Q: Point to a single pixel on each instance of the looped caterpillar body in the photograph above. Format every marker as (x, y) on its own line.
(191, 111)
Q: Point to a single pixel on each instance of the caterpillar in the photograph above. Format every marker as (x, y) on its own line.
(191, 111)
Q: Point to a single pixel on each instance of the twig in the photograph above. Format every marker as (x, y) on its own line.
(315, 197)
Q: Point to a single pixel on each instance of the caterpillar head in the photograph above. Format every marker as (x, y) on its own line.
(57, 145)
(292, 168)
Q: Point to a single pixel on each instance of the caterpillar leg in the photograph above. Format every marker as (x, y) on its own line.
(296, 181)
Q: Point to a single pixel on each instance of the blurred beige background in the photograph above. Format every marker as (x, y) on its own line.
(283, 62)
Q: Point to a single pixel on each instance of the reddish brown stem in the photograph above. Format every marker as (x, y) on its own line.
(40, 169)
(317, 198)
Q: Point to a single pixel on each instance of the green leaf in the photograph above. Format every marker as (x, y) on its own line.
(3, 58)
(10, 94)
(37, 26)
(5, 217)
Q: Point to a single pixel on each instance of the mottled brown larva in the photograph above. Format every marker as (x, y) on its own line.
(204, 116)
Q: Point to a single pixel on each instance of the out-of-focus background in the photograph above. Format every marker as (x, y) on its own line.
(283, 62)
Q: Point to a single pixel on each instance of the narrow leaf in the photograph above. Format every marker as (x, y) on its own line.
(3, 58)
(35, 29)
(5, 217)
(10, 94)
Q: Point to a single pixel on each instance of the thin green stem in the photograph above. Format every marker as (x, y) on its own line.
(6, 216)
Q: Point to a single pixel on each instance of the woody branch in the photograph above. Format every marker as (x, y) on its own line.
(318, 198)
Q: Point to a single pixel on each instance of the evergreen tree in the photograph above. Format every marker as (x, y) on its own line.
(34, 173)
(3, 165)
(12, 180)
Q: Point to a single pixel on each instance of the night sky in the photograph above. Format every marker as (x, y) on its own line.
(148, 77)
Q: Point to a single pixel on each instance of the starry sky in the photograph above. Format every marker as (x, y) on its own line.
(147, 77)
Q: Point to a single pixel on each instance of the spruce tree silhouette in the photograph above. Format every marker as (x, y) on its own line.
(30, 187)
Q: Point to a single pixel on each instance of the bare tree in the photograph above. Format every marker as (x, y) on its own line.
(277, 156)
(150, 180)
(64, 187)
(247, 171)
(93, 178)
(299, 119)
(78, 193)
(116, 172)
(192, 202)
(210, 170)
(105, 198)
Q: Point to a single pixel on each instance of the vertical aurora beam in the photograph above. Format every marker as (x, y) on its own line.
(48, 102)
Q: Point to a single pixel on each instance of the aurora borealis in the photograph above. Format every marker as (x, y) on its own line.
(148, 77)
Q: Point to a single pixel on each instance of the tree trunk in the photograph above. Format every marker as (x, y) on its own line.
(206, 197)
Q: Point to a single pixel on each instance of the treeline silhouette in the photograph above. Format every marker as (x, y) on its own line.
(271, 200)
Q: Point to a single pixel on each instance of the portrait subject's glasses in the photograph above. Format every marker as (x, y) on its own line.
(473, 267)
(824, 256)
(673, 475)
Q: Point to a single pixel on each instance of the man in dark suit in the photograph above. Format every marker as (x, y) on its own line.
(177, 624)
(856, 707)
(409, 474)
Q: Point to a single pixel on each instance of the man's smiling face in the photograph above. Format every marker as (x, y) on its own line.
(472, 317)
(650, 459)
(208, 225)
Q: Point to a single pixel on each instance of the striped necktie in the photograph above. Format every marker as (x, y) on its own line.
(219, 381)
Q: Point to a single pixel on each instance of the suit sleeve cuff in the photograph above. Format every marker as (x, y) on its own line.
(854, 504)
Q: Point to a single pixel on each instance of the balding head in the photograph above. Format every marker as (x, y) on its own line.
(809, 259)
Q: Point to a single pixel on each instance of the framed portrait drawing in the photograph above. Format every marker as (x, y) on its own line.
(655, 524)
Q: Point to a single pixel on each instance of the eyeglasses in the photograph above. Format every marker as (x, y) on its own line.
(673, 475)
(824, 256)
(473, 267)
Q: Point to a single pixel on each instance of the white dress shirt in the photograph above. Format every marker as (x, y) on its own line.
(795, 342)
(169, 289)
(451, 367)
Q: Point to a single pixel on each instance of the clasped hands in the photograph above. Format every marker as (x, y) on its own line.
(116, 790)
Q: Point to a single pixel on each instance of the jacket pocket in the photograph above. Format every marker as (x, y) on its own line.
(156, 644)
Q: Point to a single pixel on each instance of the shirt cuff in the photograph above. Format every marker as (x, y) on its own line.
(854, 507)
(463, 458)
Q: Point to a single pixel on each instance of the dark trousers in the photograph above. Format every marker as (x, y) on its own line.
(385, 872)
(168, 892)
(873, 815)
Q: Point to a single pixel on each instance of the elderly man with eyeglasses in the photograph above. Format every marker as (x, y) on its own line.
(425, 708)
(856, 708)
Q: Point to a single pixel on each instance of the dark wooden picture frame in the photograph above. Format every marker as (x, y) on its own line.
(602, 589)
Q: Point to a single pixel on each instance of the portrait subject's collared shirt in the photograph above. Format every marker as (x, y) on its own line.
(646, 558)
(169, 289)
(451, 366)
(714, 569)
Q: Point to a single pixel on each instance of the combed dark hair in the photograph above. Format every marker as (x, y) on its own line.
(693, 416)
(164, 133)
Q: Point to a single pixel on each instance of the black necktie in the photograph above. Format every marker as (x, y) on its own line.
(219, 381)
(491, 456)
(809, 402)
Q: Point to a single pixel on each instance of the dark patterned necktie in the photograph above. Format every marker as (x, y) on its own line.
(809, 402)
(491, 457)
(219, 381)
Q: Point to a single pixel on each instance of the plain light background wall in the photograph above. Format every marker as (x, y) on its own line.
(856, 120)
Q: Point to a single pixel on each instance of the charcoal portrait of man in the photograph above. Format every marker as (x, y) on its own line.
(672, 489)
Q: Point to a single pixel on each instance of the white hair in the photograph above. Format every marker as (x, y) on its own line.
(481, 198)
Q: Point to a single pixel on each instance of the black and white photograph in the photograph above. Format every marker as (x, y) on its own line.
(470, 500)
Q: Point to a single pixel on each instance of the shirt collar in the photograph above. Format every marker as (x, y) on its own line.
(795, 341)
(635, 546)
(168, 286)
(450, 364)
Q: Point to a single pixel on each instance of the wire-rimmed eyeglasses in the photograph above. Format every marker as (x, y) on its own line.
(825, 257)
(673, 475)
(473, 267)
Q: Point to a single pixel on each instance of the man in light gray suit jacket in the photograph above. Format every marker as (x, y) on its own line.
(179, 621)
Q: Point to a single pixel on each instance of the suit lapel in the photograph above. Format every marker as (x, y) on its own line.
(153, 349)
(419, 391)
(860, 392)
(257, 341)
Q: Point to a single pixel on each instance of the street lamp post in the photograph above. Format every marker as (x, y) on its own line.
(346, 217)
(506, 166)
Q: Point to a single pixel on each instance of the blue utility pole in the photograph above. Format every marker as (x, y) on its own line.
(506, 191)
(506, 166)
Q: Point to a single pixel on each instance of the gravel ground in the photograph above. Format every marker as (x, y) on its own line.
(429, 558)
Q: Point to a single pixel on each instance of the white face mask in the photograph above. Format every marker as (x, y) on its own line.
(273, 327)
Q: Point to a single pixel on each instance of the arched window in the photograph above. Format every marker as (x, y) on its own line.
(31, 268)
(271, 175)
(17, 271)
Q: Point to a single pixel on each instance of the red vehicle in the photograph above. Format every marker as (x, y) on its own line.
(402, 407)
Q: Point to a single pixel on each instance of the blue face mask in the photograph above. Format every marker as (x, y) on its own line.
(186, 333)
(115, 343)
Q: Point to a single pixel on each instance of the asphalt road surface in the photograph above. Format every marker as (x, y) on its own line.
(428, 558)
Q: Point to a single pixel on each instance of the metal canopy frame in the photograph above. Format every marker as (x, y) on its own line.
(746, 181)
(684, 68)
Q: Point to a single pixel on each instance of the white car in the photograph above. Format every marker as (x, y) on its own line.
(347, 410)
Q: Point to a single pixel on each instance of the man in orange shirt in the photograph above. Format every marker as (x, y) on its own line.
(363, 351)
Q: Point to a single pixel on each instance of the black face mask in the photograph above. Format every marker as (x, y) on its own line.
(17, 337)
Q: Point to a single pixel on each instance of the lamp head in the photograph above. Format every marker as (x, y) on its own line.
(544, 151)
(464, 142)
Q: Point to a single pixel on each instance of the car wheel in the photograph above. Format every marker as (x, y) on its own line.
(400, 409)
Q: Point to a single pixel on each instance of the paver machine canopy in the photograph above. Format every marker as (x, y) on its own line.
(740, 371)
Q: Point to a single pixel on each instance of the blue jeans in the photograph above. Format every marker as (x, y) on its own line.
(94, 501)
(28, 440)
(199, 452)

Required work
Take the line that contains "the red vehicle" and every line after it through the end of the listing above, and repeat them exactly.

Written response
Q: Point to a single pixel on each instance of the red vehicle in the photograph above. Format every marker as (x, y) on its own line.
(402, 407)
Q: Point to a single pixel on each instance of the blue face mask in the photograph above. Format every marker as (x, y) on its own line.
(186, 333)
(115, 343)
Q: Point to a single pixel on each instance of the asphalt road surface in the photograph above. Format every marker as (x, y) on its own line.
(428, 558)
Q: Point to a single pixel on each instance of the metal canopy frame in the photograph above. Format every marker as (x, y) on its own line.
(746, 181)
(684, 68)
Q: Point to a single pixel on each instance of the white car in the photograph above. Format every marker as (x, y) on its own line.
(347, 410)
Q: Point to a single pixel on each instance of the man in orange shirt in the photograph above. Format every marker as (x, y) on its own line.
(363, 351)
Q: Point to a single pixel on each instance of the black face mask in the photograph above. Format every marker as (x, y) on its own line.
(17, 337)
Q: Point to a single pixel on each instance of the lamp head in the photograph above. Format every marker as (x, y) on its own line.
(544, 151)
(464, 142)
Q: Point to a single pixel on each instance of the car wheel in the photograph above. Format every marker as (x, y) on its own line.
(400, 409)
Q: Point to a single pixel on each instance of the paver machine canopy in the photograph above. Format every marker as (x, y) on its own line.
(740, 371)
Q: Point to a single pixel on each instance of the blue jeans in the photograph above. Format every marker as (x, y) on its own line.
(94, 501)
(28, 440)
(199, 452)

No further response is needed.